**Task statement:** Continue the article below about Tom Cruise and Scientology, starting right after its last sentence.

**Source passage:**
Now No. 3 in Scientology, Tom Cruise thinks he's on planet to vanquish aliens: book

The New York Post/January 13, 2013

Tom Cruise will save the world from aliens - not on the big screen but in real life.

His day job as an actor pales next to the billion-year contract of service he signed with the Church of Scientology, according to a bombshell new book, "Going Clear: Scientology, Hollywood & The Prison of Belief." New Yorker writer Lawrence Wright details Cruise's demigod status within the church, as well as the group's ultimate purpose - protect humanity from aliens living in our bodies, who are bent on destroying us and ultimately the planet.

Cruise was introduced to the religion when he was 23 years old by his then-girlfriend, actress Mimi Rogers. Seven years his senior, Rogers was an avowed member of Scientology; they married in 1987. Cruise was quickly intrigued, but he kept his initial participation low-profile. He began undergoing "auditing" - a process in which church members are queried about every aspect of their lives - under his given name, Thomas Mapother IV.

It took several years for church leaders to realize that for all of their celebrity acolytes - including John Travolta, Priscilla Presley, Kirstie Alley, Kelly Preston and Sonny Bono - they had a true superstar at their disposal.

Cruise would later come to believe that in the hierarchy of Scientology, he was No. 3, behind only the founder, the late L. Ron Hubbard (known as LRH) and No. 2 David Miscavige, who goes by COB, for Chairman of the Board of the Religious Technology Center.

**Data records:**
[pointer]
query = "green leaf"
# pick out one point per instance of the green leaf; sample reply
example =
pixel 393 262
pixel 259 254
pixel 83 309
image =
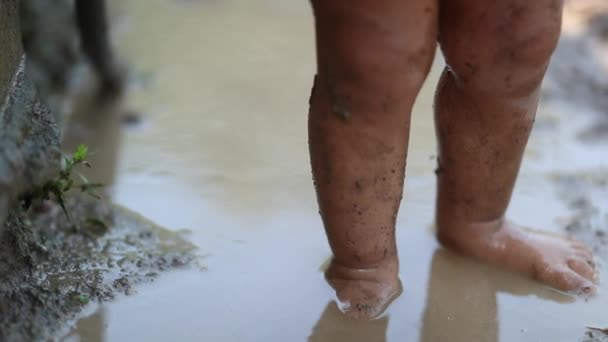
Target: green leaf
pixel 84 179
pixel 80 154
pixel 98 225
pixel 61 202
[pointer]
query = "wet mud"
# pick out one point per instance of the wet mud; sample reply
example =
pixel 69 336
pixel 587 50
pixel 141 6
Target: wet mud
pixel 578 70
pixel 221 151
pixel 58 268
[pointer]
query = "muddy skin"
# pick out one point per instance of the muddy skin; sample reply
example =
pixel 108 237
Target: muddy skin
pixel 496 118
pixel 371 62
pixel 358 133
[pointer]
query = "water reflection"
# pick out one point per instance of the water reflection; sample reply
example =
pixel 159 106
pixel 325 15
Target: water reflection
pixel 333 326
pixel 462 303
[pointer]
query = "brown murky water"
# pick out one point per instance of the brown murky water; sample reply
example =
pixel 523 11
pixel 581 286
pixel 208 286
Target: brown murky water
pixel 221 152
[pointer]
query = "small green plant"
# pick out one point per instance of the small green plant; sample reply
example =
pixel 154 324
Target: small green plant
pixel 57 188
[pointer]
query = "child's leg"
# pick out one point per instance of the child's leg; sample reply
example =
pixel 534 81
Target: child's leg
pixel 372 57
pixel 497 52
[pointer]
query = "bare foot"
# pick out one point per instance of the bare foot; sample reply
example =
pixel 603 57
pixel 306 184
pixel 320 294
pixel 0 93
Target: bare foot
pixel 556 261
pixel 365 293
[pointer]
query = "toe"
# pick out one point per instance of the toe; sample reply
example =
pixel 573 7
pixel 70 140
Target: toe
pixel 567 280
pixel 581 248
pixel 583 267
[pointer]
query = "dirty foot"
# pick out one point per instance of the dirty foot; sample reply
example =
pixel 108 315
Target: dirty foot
pixel 556 261
pixel 364 293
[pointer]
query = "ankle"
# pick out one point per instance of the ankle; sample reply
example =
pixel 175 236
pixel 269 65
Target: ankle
pixel 386 268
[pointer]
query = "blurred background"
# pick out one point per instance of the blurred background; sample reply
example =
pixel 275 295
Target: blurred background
pixel 194 112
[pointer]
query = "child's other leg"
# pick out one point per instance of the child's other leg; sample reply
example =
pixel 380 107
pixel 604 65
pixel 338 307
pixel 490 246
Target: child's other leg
pixel 373 57
pixel 497 53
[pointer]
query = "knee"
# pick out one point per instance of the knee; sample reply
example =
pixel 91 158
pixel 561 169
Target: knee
pixel 371 46
pixel 508 56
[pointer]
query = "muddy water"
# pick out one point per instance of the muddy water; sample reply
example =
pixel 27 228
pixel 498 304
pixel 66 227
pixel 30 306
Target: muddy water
pixel 221 153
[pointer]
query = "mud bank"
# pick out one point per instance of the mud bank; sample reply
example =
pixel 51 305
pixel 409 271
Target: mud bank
pixel 51 269
pixel 579 68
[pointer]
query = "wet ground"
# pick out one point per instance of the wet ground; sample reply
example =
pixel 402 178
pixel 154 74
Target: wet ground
pixel 212 140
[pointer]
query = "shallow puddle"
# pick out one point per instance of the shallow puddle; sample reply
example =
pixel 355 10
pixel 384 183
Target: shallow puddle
pixel 221 151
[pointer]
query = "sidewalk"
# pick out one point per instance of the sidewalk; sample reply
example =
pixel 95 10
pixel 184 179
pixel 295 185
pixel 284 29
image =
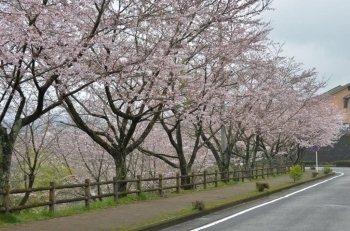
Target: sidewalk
pixel 141 213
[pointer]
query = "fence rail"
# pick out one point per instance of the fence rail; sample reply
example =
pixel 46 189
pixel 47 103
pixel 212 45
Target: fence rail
pixel 193 180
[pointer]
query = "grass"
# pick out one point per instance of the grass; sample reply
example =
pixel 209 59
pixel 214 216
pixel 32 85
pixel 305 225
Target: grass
pixel 26 216
pixel 29 215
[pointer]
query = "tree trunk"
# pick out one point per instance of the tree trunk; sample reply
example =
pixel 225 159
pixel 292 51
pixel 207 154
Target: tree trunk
pixel 120 170
pixel 30 185
pixel 6 149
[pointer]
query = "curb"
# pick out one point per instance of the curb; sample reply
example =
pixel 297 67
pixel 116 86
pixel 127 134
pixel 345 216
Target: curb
pixel 182 219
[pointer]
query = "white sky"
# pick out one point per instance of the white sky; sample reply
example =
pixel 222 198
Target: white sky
pixel 317 34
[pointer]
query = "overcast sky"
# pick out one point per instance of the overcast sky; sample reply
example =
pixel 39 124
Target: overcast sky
pixel 317 34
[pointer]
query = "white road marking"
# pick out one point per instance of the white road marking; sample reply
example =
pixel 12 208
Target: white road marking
pixel 261 205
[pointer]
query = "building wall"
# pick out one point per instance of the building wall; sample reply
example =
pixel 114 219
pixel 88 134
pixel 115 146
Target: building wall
pixel 338 100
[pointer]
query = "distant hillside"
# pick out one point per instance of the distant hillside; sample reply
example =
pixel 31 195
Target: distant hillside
pixel 340 151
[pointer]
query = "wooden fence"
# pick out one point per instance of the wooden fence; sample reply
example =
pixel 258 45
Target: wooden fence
pixel 163 184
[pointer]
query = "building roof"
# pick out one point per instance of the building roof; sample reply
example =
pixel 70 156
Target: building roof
pixel 337 89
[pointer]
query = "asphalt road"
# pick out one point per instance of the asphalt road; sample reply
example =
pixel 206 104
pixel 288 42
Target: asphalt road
pixel 321 205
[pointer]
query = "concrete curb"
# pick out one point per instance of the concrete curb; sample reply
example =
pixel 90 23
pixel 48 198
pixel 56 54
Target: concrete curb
pixel 182 219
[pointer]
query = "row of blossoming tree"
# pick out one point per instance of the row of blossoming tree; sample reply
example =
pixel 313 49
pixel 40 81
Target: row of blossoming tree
pixel 130 86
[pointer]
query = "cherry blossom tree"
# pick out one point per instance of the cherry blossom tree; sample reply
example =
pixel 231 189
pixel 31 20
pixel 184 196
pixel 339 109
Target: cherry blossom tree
pixel 174 41
pixel 45 55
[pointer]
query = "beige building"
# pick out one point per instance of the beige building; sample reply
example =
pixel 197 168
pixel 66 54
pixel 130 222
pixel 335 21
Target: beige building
pixel 341 96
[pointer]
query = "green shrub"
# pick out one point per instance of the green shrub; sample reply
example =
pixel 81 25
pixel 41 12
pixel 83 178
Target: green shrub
pixel 296 172
pixel 342 163
pixel 261 186
pixel 198 205
pixel 327 170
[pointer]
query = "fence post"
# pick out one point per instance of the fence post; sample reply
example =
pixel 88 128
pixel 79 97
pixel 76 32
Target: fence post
pixel 139 188
pixel 177 183
pixel 192 180
pixel 52 198
pixel 87 192
pixel 115 189
pixel 6 199
pixel 160 184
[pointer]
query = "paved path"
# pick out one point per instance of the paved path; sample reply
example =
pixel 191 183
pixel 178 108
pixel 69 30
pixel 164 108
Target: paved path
pixel 131 215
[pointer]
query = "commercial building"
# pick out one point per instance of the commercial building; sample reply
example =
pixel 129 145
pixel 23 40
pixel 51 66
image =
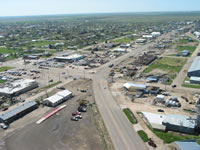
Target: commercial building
pixel 58 98
pixel 70 58
pixel 18 112
pixel 179 123
pixel 17 87
pixel 194 69
pixel 195 80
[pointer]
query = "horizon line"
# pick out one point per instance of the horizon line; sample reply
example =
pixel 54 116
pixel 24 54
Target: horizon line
pixel 92 13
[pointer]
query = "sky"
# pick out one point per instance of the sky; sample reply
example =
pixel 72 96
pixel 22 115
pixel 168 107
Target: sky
pixel 46 7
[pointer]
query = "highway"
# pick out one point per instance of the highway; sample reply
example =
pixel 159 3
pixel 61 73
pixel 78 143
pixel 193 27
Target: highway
pixel 122 134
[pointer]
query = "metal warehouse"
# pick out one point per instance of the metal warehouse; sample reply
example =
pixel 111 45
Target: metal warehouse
pixel 58 98
pixel 18 112
pixel 179 123
pixel 194 68
pixel 17 87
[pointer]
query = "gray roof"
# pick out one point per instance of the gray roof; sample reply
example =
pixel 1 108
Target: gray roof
pixel 179 120
pixel 195 64
pixel 188 145
pixel 17 110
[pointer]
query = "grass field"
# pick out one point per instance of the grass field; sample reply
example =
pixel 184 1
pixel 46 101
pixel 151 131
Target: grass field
pixel 169 137
pixel 4 50
pixel 190 48
pixel 5 68
pixel 168 64
pixel 124 40
pixel 143 135
pixel 130 115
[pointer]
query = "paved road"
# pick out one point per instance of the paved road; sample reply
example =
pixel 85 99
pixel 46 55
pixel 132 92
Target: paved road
pixel 122 134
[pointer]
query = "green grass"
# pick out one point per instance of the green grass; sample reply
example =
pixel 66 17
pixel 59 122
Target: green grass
pixel 143 135
pixel 2 81
pixel 189 85
pixel 190 48
pixel 169 137
pixel 5 50
pixel 124 40
pixel 130 115
pixel 5 68
pixel 42 43
pixel 168 64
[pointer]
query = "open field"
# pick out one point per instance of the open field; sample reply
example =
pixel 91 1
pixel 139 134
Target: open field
pixel 130 115
pixel 169 65
pixel 5 68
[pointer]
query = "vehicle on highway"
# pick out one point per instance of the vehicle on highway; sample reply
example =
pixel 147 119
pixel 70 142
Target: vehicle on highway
pixel 3 126
pixel 160 110
pixel 111 65
pixel 61 88
pixel 82 109
pixel 78 116
pixel 151 143
pixel 74 119
pixel 173 86
pixel 76 113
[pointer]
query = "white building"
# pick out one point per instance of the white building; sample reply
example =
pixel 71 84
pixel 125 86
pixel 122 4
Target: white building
pixel 58 98
pixel 17 87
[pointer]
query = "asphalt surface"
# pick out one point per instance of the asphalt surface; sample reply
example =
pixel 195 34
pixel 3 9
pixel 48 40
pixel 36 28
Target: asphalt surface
pixel 122 134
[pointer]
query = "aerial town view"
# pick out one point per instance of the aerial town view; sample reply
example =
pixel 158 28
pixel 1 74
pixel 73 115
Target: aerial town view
pixel 117 75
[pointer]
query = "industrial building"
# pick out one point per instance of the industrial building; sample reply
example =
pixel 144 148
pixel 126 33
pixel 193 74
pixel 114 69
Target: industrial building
pixel 58 98
pixel 70 58
pixel 194 69
pixel 17 87
pixel 18 112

**Exercise response:**
Or, as Cruise would later scold a Scientologist girlfriend who had suffered through severe menstrual pain during dinner with Miscavige and therefore shown disrespect to both men: "You don't get it. It goes like this. First, there's LRH." Cruise had raised his hand in the air and lowered it as he counted. "Then, there's COB. Then there's me."

That girlfriend, Naz Boniadi, was auditioned as a possible wife before Katie Holmes. After that incident, she never saw Cruise again. According to the book, her punishment for failure would include the cleaning of public toilets using only a toothbrush (Scientology officials have denied this).

By his own account, Cruise was "a functional illiterate" by the time he graduated high school. He suffered from dyslexia and was also the product of a troubled, chaotic upbringing. He was born in upstate Syracuse but spent much of his childhood in Canada. He was just 12 years old when his mother woke up early one morning, grabbed Cruise and his three sisters and fled from Cruise's abusive father. They felt, he said, "like fugitives."

They relocated to Glen Ridge, NJ, and after eking his way through high school, Cruise pursued his two main interests: spirituality and acting. Raised Catholic, he seriously considered becoming a priest, but as his nascent career took off he lost interest. Two roles would put him over the top: the lead role in 1983's "Risky Business," and the iconic part that would turn him into a global superstar: that of Maverick in "Top Gun." The movie grossed nearly $350 million worldwide.

It was church leader Miscavige who took it upon himself to ensure that Cruise became a true believer, a stalwart who could spread the message.

The sickly son of a salesman, Miscavige had grown up in a New Jersey suburb, and it was his father, Ron, who sought the help of Scientology in treating David's asthma. The treatments failed, but David was an eager student, and by the age of 12 was known as "the Wonder Kid."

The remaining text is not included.